#### [APPLY WHAT YOU READ]
(1) In the tumor immunology text, which drug is named as used alone in clinical protocols aimed at reducing Treg?
(2) Carry on the tumor immunology text from its final sentence.

#### [TEXT]
**********

Similar to MDSCs, Tregs are able to infiltrate the tumour milieu and their presence is often associated with disease progression and poor prognosis [47, 48]. Developing tumours may produce an array of cytokines, chemokines, and other soluble factors that promote enrichment of Treg within the tumour microenvironment. CCR4 is highly expressed on Treg relative to conventional T cells and facilitates Treg migration toward tumours expressing the CCR4 ligands CCL17/CCL21 [4951], while other studies have shown that Tregs expressing VEGF-A (CXCR4) are preferentially attracted to tumours expressing the angiogenic promoting chemokine CXCL12 [52, 53]. Other potential mechanisms of Treg enrichment within tumours include expression cytokines that (i) induce conversion of conventional T cells into Treg or (ii) preferentially expand a small number of tumour resident Treg over other cell types (reviewed in [54]).

The therapeutic efficacy of Treg targeted immunotherapies has been demonstrated in numerous preclinical studies in which targeted depletion of Tregs was observed to improve antitumour immunity and shown to prevent tumour development and decreased established tumour progression [5557]. In the clinic, similar outcomes have been observed, albeit without complete tumour regression, with protocols aiming at reducing Treg using cyclophosphamide alone [58], or as combination therapies [59, 60]. These studies demonstrate the critical role of Treg in suppressing antitumour immunity and highlight the importance of gaining a complete understanding of their role during tumour development so that more effective immunotherapies can be developed.

11. Targeting T Cell Cosignalling to Enhance Local Effectiveness of Cancer Immunotherapy

Local therapy may also modify “costimulation.” The classic two-signal model of full T cell activation involving TCR recognition of antigen in the context of MHC (signal 1) coupled with binding of CD28 to B7.1/B7.2 (CD80/CD86; signal 2) has been expanded upon the number of cosignalling molecules being discovered increases (reviewed in [61]). Cosignalling receptors may modulate T cell signalling in either a positive (costimulatory) or negative (coinhibitory) manner and thus ultimately dictate the outcome of T cell activation. As such, there has been an increased focus on recent years on developing treatments modalities that specifically target these costimulatory and coinhibitory receptors as a means to enhance anticancer immunotherapies.

**********

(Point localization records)
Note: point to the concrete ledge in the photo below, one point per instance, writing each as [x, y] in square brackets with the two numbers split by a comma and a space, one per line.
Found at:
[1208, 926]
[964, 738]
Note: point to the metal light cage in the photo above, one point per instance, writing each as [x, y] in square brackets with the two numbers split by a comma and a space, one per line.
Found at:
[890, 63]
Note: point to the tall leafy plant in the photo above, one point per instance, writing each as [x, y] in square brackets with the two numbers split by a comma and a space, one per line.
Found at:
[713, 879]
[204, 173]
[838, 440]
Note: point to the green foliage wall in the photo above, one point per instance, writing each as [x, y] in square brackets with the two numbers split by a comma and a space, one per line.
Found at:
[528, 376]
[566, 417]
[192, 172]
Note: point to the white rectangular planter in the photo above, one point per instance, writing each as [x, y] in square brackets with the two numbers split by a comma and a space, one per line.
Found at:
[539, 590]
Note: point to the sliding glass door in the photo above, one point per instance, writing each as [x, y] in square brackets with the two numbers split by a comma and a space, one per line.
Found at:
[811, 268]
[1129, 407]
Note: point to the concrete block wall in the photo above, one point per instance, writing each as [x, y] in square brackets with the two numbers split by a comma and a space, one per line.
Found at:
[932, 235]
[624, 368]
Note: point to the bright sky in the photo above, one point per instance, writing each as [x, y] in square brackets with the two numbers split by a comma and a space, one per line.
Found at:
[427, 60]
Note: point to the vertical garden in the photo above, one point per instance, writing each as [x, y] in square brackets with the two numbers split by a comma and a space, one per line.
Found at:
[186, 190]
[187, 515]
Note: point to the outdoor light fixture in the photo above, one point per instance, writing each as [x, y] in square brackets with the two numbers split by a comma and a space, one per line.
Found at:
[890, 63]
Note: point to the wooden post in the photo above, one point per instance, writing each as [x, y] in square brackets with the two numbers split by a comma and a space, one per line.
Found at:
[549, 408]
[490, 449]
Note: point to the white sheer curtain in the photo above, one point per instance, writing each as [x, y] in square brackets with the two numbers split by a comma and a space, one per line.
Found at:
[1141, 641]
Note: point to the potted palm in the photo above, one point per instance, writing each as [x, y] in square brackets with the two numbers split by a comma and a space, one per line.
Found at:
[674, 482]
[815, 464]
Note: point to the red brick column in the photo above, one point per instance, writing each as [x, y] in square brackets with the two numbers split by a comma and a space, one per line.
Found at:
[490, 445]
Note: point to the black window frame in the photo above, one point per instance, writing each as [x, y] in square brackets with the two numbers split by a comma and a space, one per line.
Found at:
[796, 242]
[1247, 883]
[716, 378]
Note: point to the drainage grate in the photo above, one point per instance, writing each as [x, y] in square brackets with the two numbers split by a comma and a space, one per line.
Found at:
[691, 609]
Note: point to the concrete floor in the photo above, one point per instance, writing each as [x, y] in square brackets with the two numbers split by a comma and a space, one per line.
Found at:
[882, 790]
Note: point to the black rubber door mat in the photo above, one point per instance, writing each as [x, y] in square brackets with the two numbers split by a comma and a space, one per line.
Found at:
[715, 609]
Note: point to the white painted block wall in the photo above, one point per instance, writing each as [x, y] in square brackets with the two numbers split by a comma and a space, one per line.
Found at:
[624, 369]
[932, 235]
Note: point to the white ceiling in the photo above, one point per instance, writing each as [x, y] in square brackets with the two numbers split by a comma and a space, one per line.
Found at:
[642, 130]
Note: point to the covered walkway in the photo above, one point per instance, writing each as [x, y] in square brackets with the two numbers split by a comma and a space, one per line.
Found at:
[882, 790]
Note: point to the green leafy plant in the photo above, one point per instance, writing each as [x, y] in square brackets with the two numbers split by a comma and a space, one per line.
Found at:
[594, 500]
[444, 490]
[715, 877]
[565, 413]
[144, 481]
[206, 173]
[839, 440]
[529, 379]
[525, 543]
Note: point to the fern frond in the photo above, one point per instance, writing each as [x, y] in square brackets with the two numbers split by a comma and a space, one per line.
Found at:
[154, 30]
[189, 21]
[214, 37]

**********

#### [EXERCISE RESPONSES]
(1) Cyclophosphamide.

(2)
Cytotoxic T lymphocyte aAntigen 4 (CTLA-4), also known as CD152, is considered an important immune regulatory checkpoint that is expressed by T cells, in particular Tregs, and counteracts the costimulatory activity of CD28. CLTA-4 binds with higher affinity to CD80/CD86 and can directly outcompete binding of CD28 [62, 63] or when expressed by Tregs can act in a cell extrinsic manner to strip CD80/CD86 from the surface of activated APCs and thus significantly inhibit their ability to drive antitumor immunity [64]. Treatment with anti-CTLA-4 monoclonal antibody (mAb) is emerging as an anticancer therapy that blocks the inhibitory activity of CTLA-4 on effector T cells and Tregs resulting in enhanced antitumor effector T cell activity [65]. There is new evidence that anti-CTLA-4 mAb selectively depletes Tregs in tumor lesions and that this process is dependent on the presence of Fc gamma receptor-positive macrophages [66]. These data imply that targeting anti-CTLA-4 mAb into the tumor microenvironment may be particularly effective and avoid toxicity issues that have been reported in clinical trials [67].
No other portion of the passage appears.